There wasn't really a lot of music...
...in my house when I was a kid, but I do remember my dad playing Vertigo-era Quo and Bonnett-era Rainbow, to both of which I subsequently developed a healthy aversion.
Thing is, though... I'm growing to quite like that stuff now I'm older: -
Luckily...
...my dad loved The Kinks, Stones, Small Faces, Stax and Motown. And my mum loved Elvis, Chuck Berry and Little Richard.
However...she also loved Johnny Mathis. Christmas morning, every year for what felt like forever, When A Child Is Born, on repeat play while she prepared the Christmas dinner...
It sounds like sprouts.
I fear I've done that to my kids
... with the Phil Spector Christmas record. Oh well, too late to stop now...
Johnny Mathis
My Mum as well! Perhaps there's a support group somewhere.
Oh yes, Indeed.
I had plenty of common ground with my dad despite his not letting me listen to the Stones but my mum was Scottish and force fed us The White Heather Club. Now the very sight of tartan brings me out in a rash...
Ditto...
White Heather Club/Jimmy Logan/Alisdair Gillies etc etc bloody etc.
Then me wee aunty brought home a single..."Tower Of Strength" by one of the Frankies (Vaughan I think it was). No idea why she bought it, as we had no record player. Intrigued I took it my neighbours, who had some sorta medieval rig, and I was blown away.
This made me realise that there was more to songs than hills/glens/lochs/wifies called Maggie and byres owned by someone called Geordie. The Billy Cotton Show then became essential listening/viewing. Then Luxembourg, then The Beatles..
Did get to know Andy Stewart shortly before he died...was a nice man!
Your mother should know
My parents have always had a very respectable liking for classical music. However, there were/are a few rogue records in their collection.
My Mum would run for the hills if Dad threatened to dig out his album of cowboy songs, "At Western Campfires, with the Sons of the Purple Sage".
And every Christmas the Spinners' Christmas album, "Sing Out, Shout With Joy" would get a hearing.

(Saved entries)
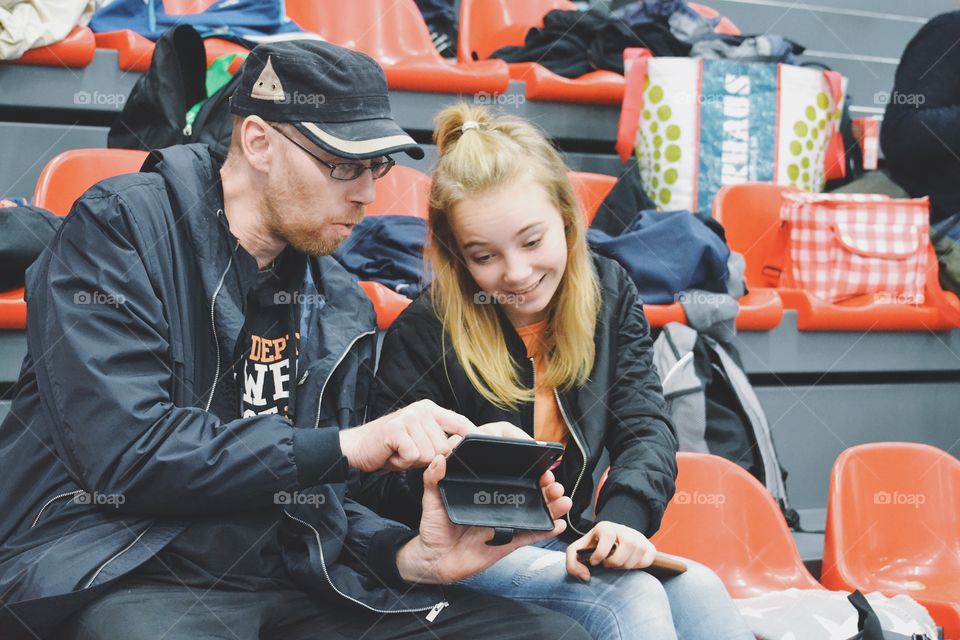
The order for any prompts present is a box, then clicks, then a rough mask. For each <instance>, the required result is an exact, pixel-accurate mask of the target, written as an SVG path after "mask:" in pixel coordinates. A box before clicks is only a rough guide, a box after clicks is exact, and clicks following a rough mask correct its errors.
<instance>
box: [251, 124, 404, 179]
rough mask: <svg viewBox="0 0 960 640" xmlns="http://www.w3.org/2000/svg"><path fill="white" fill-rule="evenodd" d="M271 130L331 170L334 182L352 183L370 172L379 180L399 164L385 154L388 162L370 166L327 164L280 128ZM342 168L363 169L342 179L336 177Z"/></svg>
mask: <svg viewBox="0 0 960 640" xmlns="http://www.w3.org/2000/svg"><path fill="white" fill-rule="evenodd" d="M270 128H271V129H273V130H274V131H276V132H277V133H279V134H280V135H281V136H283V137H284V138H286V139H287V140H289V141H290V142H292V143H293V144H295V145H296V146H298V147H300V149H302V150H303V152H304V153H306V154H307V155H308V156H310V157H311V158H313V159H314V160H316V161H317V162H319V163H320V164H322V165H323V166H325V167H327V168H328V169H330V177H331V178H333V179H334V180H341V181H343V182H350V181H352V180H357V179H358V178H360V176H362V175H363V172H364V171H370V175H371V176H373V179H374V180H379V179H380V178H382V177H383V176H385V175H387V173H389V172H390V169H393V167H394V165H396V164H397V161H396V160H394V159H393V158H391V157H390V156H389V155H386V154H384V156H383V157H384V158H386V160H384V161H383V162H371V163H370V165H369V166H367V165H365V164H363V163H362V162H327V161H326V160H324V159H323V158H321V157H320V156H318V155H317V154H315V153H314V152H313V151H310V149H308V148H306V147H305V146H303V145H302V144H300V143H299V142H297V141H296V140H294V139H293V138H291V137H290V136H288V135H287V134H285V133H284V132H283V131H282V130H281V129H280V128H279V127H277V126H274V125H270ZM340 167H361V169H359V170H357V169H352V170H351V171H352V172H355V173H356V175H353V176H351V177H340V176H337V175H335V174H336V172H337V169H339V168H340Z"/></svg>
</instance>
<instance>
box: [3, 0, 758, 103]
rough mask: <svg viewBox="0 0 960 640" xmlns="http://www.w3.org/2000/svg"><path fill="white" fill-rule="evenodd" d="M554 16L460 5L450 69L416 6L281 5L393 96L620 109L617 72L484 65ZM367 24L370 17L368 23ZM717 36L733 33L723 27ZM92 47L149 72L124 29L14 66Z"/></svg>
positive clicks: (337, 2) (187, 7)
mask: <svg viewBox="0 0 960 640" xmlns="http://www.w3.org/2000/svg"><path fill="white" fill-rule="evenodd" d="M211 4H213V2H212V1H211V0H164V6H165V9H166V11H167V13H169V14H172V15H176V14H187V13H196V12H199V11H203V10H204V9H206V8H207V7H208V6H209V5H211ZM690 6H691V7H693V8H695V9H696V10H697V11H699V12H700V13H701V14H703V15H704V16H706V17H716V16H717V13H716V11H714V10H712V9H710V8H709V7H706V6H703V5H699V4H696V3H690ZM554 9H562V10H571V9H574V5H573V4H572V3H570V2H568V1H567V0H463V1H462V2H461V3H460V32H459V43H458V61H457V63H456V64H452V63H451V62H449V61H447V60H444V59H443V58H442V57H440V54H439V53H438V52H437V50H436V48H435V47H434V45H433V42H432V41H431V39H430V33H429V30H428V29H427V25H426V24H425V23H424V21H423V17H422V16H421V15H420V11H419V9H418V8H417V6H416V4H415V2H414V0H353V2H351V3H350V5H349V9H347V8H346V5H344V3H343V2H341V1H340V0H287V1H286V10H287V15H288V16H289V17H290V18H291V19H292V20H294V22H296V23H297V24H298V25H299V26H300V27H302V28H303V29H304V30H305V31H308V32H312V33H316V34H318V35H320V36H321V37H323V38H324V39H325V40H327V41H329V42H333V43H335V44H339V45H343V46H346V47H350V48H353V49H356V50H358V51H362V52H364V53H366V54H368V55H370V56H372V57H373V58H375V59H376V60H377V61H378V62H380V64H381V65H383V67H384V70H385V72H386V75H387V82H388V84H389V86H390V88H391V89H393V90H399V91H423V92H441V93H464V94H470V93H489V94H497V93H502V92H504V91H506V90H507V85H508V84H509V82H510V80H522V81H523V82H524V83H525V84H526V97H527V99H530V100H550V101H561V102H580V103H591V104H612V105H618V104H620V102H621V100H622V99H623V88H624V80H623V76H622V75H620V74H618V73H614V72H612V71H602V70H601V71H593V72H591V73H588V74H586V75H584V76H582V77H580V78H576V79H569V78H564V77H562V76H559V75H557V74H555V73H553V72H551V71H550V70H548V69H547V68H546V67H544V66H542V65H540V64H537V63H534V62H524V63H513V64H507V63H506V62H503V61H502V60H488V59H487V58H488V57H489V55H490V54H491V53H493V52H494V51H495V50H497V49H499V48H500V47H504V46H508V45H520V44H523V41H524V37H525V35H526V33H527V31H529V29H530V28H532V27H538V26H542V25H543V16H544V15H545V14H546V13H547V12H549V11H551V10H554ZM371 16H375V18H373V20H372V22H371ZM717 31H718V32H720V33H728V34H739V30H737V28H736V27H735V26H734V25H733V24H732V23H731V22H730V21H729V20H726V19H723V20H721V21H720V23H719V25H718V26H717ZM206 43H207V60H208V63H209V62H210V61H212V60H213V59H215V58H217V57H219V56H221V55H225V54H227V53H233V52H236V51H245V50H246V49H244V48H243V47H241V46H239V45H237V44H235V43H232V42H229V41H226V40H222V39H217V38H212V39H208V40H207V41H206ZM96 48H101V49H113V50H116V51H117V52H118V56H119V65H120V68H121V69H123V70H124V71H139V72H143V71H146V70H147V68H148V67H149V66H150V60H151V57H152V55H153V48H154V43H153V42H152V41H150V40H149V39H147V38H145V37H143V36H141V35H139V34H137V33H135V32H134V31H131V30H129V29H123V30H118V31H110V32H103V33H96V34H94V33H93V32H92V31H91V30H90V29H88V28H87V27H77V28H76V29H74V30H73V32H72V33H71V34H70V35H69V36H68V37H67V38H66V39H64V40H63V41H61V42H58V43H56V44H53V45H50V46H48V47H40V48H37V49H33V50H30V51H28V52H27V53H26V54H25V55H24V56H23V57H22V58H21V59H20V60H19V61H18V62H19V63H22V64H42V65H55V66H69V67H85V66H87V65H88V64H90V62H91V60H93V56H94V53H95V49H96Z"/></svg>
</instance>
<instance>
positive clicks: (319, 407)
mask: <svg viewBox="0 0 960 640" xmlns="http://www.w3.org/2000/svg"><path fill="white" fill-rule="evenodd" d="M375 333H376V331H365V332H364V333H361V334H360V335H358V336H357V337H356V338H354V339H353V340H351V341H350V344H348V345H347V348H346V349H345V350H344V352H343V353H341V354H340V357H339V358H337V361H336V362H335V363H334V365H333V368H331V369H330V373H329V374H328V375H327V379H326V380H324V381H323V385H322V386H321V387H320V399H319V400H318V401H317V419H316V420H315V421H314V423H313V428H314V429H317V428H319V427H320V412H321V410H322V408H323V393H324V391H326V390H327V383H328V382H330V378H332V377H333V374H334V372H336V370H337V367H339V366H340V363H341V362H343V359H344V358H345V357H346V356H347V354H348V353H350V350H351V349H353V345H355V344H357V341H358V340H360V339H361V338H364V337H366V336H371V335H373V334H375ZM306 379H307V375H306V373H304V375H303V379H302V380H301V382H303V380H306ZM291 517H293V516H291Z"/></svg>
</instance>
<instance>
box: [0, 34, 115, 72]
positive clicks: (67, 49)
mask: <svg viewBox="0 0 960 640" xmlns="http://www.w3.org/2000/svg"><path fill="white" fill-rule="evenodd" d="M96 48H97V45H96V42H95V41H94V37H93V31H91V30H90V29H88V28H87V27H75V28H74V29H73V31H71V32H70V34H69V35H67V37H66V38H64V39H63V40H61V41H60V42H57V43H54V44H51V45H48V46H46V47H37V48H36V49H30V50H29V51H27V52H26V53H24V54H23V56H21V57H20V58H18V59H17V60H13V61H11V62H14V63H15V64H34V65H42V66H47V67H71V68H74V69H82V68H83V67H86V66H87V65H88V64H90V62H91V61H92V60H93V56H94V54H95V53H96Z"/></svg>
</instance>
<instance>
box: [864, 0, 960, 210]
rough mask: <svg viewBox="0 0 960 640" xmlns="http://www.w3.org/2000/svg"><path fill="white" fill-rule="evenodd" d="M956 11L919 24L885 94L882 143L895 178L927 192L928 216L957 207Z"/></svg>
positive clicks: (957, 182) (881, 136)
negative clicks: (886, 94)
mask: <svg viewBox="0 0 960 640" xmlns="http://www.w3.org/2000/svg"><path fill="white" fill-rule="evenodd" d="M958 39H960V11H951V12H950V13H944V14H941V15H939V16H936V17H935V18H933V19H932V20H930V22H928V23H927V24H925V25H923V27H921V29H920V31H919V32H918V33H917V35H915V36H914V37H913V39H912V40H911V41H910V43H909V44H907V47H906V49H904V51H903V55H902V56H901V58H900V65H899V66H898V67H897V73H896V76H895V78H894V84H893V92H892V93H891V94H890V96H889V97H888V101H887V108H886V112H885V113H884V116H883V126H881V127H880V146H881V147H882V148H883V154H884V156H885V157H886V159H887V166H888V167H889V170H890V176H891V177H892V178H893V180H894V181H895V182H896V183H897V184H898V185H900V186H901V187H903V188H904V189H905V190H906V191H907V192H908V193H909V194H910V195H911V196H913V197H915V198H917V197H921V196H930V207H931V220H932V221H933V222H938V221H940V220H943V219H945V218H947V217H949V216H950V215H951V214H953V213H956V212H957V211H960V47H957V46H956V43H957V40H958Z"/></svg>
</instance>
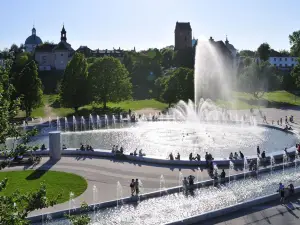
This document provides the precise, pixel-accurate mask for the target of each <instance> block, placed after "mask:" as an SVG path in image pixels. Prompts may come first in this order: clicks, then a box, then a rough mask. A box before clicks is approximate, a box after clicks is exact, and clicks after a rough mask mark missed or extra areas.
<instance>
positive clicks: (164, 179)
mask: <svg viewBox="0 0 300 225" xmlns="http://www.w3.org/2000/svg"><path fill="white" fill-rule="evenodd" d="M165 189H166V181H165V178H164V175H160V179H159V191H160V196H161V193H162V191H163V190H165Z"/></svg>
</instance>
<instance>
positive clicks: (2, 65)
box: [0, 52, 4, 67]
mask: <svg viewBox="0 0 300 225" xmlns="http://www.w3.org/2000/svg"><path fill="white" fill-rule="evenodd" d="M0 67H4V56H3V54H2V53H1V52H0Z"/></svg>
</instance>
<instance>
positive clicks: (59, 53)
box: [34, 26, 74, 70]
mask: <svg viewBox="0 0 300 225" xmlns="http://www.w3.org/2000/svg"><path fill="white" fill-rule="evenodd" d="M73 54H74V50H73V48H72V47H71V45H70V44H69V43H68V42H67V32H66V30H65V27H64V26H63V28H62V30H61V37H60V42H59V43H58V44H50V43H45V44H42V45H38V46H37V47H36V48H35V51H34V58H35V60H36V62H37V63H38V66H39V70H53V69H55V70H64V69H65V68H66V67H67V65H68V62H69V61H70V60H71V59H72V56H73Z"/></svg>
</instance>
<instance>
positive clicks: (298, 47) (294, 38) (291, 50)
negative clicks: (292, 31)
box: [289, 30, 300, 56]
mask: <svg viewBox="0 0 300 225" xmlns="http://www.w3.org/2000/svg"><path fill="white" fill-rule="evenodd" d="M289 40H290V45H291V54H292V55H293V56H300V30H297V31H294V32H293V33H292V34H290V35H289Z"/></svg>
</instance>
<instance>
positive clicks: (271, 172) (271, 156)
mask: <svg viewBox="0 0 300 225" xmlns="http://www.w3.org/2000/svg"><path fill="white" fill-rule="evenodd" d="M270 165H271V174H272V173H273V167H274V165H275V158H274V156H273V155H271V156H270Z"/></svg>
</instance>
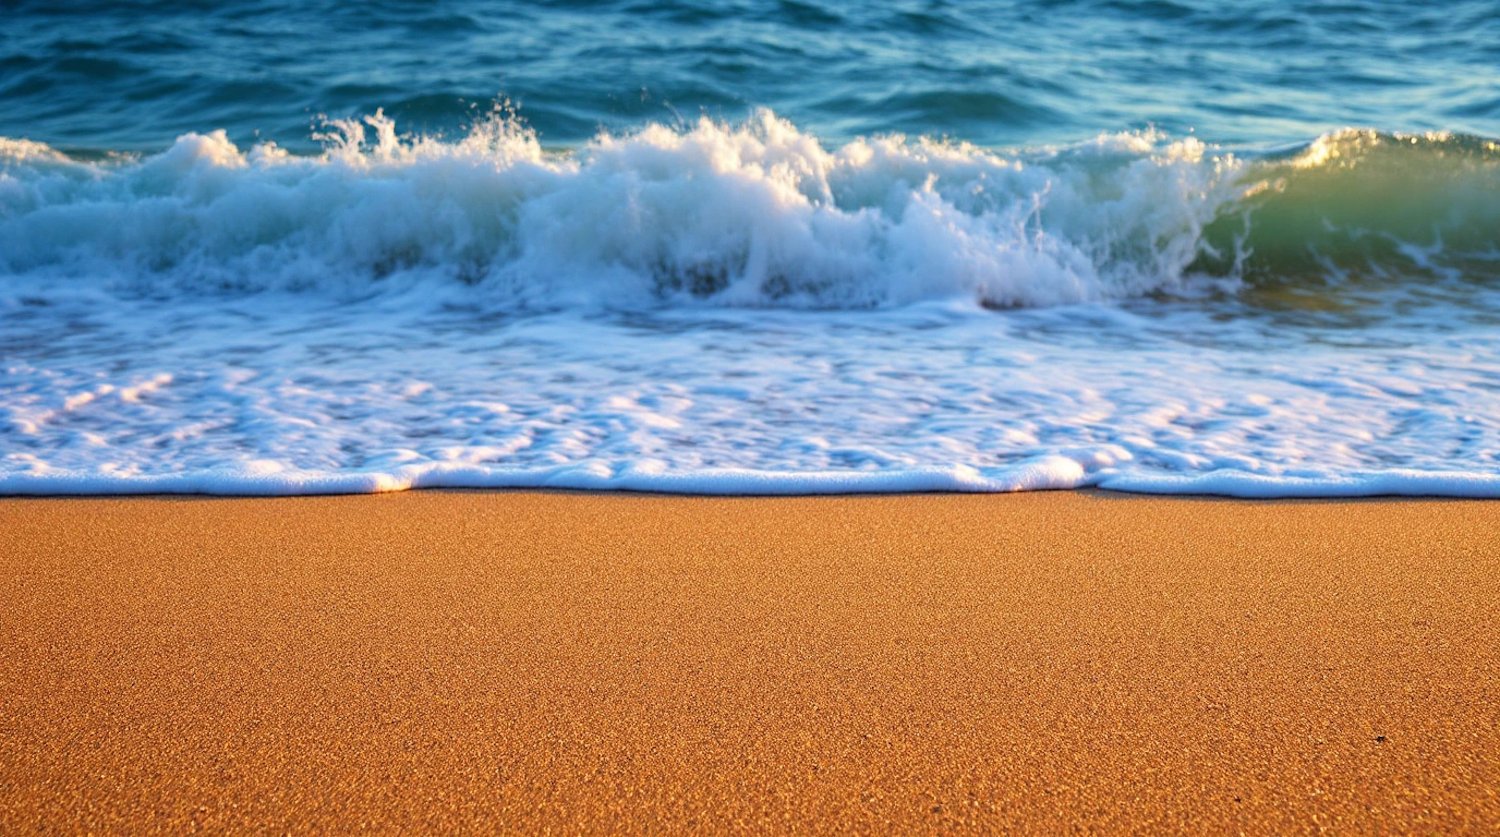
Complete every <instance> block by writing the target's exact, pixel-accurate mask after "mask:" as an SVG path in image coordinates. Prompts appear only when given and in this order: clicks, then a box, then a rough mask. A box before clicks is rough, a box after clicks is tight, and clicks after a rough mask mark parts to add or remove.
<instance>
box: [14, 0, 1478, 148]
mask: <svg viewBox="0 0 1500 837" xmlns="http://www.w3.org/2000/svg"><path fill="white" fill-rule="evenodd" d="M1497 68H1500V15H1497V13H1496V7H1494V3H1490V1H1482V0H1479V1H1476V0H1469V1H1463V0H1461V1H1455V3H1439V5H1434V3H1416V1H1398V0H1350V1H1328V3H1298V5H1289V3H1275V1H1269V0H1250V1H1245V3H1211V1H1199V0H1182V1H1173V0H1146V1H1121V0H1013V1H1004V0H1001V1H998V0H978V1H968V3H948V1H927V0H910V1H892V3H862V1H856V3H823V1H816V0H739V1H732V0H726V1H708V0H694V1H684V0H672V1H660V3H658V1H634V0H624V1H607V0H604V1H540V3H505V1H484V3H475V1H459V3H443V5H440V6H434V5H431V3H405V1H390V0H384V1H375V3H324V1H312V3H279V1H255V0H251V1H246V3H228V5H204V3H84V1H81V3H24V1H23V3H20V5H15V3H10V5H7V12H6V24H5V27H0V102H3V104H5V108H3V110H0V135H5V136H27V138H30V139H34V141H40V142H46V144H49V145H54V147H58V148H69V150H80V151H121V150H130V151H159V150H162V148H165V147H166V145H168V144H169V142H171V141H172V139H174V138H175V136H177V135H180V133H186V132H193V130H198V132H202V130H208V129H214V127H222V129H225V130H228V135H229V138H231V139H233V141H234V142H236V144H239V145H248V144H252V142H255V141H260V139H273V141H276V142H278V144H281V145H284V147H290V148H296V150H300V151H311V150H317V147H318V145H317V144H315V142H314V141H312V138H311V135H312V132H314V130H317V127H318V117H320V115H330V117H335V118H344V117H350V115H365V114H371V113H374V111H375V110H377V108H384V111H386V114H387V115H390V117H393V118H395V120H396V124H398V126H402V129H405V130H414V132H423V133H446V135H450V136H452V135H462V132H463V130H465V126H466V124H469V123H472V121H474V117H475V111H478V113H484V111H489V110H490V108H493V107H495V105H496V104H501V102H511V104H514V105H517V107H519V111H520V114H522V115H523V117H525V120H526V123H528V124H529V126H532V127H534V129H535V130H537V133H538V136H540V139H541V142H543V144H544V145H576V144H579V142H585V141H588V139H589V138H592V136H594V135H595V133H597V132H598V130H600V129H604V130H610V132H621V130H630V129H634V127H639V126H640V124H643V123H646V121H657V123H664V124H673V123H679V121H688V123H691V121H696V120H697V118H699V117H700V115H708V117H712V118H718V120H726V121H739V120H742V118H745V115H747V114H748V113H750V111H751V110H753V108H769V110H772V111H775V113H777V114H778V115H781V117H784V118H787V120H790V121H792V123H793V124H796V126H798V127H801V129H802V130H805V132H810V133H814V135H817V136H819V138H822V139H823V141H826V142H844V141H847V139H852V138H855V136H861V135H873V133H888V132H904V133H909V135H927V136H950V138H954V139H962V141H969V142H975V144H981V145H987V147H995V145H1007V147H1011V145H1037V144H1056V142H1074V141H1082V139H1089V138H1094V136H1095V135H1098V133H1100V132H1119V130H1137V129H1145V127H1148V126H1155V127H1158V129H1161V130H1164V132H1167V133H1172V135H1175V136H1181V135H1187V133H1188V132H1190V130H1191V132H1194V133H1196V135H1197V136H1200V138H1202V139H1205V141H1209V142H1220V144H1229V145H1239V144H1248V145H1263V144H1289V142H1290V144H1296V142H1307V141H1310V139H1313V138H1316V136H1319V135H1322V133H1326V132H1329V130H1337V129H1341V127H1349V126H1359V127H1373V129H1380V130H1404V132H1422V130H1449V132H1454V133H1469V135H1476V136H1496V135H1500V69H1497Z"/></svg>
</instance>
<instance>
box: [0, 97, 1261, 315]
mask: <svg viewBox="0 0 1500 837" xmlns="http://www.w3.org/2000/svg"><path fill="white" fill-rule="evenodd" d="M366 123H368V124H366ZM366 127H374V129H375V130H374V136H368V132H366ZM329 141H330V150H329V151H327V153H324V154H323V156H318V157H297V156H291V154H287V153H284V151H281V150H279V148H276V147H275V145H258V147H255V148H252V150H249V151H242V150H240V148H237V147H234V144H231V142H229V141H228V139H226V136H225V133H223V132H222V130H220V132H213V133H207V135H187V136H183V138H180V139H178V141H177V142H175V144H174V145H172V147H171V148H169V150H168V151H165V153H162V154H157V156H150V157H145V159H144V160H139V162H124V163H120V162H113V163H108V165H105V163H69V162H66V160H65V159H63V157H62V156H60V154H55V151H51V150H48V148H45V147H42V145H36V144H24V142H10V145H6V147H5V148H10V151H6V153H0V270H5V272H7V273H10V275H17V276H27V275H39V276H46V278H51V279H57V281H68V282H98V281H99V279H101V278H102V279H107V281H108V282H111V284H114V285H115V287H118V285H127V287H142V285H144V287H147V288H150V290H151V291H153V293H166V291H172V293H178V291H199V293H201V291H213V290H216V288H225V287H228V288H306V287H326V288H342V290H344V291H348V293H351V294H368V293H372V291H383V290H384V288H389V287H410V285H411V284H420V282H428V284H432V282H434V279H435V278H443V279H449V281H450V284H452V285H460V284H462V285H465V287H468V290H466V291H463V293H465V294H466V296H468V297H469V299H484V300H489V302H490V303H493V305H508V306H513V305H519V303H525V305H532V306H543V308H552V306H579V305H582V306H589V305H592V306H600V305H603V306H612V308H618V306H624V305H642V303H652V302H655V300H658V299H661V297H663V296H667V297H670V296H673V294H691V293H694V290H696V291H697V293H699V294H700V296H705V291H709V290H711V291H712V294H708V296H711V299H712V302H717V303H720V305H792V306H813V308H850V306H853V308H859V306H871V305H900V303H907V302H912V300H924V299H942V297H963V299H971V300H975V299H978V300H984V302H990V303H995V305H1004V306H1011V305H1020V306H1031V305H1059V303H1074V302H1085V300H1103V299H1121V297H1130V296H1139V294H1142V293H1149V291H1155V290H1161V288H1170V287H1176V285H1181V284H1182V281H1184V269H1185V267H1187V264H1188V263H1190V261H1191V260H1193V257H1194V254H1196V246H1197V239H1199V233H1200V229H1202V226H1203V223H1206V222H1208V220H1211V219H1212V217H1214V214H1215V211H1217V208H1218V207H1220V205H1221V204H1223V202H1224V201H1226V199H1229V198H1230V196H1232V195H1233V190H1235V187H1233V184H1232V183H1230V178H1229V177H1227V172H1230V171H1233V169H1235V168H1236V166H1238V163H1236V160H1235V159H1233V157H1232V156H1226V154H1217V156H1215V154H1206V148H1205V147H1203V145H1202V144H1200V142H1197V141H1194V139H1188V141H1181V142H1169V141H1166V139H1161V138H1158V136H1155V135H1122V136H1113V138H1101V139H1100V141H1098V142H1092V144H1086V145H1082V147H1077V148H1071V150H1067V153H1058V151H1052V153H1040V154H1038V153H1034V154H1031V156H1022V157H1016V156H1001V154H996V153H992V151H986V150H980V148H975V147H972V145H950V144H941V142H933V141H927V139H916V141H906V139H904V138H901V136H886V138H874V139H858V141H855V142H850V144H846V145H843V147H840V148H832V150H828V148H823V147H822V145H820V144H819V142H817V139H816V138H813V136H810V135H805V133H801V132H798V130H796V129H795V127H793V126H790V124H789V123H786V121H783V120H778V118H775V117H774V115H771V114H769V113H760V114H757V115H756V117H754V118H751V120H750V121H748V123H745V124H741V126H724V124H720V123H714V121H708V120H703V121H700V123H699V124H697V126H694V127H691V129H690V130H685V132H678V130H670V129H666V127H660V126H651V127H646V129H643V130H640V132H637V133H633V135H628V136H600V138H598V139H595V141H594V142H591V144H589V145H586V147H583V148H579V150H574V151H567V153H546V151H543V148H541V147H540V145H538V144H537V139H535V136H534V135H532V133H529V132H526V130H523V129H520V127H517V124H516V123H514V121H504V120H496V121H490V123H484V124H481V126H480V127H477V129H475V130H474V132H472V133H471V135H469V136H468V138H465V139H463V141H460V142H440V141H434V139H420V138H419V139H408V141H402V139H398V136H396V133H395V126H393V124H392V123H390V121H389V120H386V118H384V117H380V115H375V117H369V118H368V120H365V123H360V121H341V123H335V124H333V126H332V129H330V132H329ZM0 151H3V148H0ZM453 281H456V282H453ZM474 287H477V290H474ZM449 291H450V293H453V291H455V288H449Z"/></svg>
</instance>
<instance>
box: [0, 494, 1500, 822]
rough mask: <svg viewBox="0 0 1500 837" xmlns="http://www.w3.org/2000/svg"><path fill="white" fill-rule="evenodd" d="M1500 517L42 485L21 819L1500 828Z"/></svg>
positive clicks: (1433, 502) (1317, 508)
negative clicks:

ACTIONS TO TAKE
- A) Using the thread about parents' music, decide whether each statement agrees with it, answering yes or no and quoting the words that settle it: (i) one writer's mum loved Elvis, Chuck Berry and Little Richard; (ii) the aunt's single was first played on the family's own record player; (iii) one writer's parents have a low opinion of classical music.
- B) Name every record that the thread about parents' music mentions being played at Christmas.

RESULTS OF THE TASKS
- A)
(i) Yes: "And my mum loved Elvis, Chuck Berry and Little Richard."
(ii) No: "No idea why she bought it, as we had no record player."
(iii) No: "My parents have always had a very respectable liking for classical music."

- B)
- "When A Child Is Born" by Johnny Mathis
- the Phil Spector Christmas record
- the Spinners' Christmas album, "Sing Out, Shout With Joy"